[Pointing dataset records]
####################
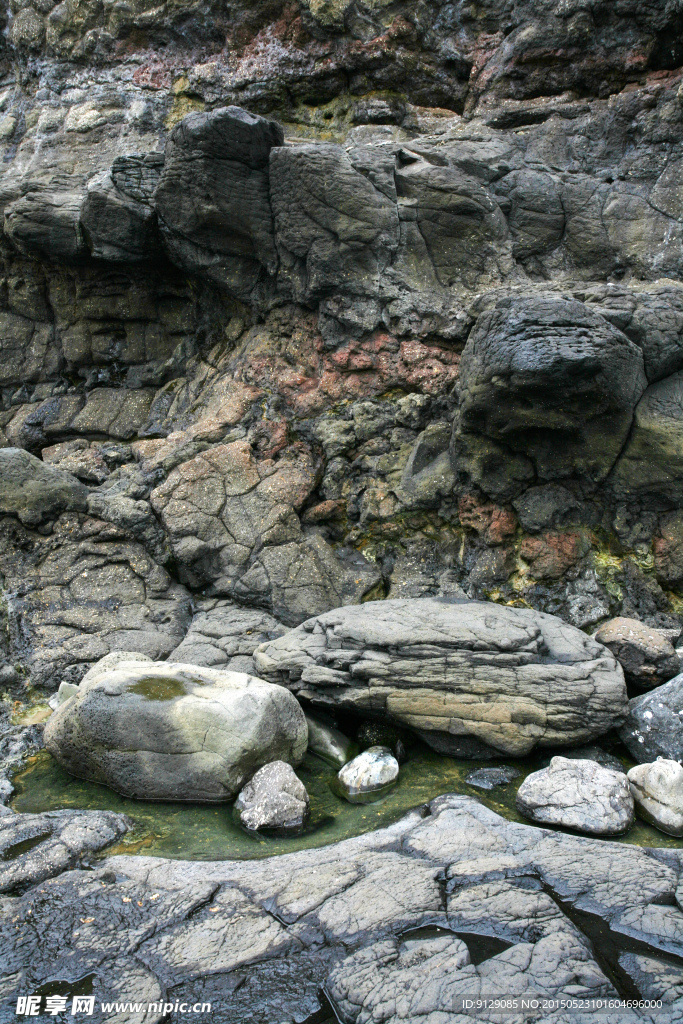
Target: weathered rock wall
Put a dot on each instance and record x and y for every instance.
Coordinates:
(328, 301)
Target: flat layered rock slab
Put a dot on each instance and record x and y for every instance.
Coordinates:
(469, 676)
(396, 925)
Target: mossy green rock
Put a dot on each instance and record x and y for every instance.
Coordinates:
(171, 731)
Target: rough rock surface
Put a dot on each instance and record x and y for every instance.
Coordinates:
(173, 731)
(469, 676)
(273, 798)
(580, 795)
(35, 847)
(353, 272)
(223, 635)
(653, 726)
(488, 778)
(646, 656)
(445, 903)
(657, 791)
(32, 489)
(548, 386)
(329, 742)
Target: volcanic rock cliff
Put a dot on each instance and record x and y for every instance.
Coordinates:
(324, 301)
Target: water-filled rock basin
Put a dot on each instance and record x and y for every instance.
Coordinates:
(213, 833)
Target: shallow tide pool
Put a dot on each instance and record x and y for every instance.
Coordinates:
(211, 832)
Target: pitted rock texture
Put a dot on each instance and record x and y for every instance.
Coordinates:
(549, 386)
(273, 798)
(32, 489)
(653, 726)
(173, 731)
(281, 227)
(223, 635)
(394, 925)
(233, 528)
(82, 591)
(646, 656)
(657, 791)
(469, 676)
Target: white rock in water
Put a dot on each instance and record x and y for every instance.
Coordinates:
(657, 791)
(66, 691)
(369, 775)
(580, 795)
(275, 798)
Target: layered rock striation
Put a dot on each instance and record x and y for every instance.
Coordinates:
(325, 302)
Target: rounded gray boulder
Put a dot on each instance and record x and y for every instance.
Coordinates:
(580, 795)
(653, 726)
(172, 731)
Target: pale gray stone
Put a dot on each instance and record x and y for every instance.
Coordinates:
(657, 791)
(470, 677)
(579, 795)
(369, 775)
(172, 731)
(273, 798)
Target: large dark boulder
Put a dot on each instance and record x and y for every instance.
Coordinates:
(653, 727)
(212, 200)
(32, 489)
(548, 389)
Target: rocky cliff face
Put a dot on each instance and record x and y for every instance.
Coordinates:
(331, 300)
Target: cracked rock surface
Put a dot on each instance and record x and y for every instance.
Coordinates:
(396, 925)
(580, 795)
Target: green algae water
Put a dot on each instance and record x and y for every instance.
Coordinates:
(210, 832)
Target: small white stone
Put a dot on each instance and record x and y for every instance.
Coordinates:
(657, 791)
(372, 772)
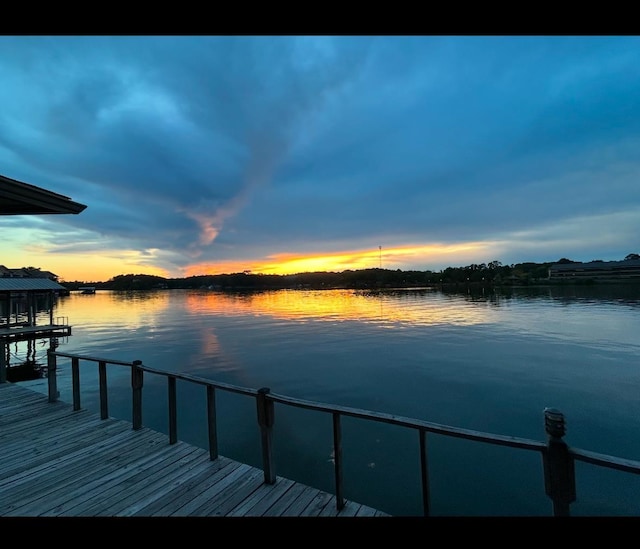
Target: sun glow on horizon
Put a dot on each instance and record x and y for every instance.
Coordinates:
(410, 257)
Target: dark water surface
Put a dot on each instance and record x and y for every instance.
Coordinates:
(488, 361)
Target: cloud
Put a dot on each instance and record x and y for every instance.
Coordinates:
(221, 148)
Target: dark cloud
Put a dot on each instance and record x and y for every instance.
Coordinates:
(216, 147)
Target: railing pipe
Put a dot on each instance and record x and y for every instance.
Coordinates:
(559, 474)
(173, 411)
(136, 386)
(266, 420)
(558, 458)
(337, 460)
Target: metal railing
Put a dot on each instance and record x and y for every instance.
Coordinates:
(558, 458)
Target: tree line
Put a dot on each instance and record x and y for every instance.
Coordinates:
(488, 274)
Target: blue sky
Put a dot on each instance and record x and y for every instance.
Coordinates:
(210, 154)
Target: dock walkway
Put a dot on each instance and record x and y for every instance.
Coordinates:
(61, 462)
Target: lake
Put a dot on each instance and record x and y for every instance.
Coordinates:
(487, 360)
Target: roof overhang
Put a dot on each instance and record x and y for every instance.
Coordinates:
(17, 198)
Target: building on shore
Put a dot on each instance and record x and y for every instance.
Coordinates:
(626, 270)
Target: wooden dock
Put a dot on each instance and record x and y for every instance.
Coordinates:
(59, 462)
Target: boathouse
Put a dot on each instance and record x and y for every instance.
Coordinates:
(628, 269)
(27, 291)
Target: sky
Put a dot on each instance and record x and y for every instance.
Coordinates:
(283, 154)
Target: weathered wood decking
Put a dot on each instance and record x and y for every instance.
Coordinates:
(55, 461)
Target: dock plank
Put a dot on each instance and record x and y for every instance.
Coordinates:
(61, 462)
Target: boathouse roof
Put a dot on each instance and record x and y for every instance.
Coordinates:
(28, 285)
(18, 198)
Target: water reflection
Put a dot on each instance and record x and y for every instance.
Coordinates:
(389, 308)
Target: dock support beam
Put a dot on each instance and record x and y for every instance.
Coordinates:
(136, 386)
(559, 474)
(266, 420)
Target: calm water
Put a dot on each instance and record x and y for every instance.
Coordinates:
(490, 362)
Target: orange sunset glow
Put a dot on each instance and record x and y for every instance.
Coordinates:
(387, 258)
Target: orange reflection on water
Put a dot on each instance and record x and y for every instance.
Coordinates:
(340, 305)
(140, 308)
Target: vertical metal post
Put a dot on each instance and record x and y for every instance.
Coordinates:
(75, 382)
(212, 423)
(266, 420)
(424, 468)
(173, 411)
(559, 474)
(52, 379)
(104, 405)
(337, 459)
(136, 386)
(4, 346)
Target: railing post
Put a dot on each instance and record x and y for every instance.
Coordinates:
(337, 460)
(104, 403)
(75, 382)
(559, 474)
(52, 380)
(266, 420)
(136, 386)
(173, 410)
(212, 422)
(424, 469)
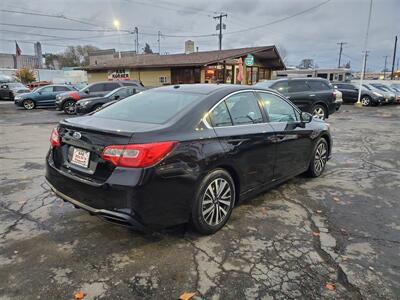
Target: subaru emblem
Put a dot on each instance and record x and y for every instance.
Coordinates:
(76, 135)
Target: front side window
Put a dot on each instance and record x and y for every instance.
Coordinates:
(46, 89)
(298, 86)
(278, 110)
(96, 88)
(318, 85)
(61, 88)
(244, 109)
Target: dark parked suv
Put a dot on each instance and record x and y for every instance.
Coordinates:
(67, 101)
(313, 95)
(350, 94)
####################
▸ SHORT PROBLEM
Can you turn the material, starting with the line that contains "Target: subaru emblem" and going on through the last line, into a Markdown table with a Row column for the row number and a Line column for the line itself, leaving out any blank lines?

▸ THE RESULT
| Row | Line |
|---|---|
| 1 | Target: subaru emblem |
| 2 | Put a dot on each instance and record x and y for every instance. |
| 3 | Coordinates: |
| 4 | (76, 135) |
| 5 | Target: front side window |
| 6 | Put a dot on each instance and record x and y for every instance. |
| 7 | Coordinates: |
| 8 | (46, 89) |
| 9 | (298, 86) |
| 10 | (278, 110) |
| 11 | (96, 88) |
| 12 | (318, 85) |
| 13 | (61, 88) |
| 14 | (244, 109) |
| 15 | Target: dark parked suv |
| 16 | Put a dot on each instance and record x and y for every instance. |
| 17 | Coordinates: |
| 18 | (67, 101) |
| 19 | (313, 95) |
| 20 | (350, 94) |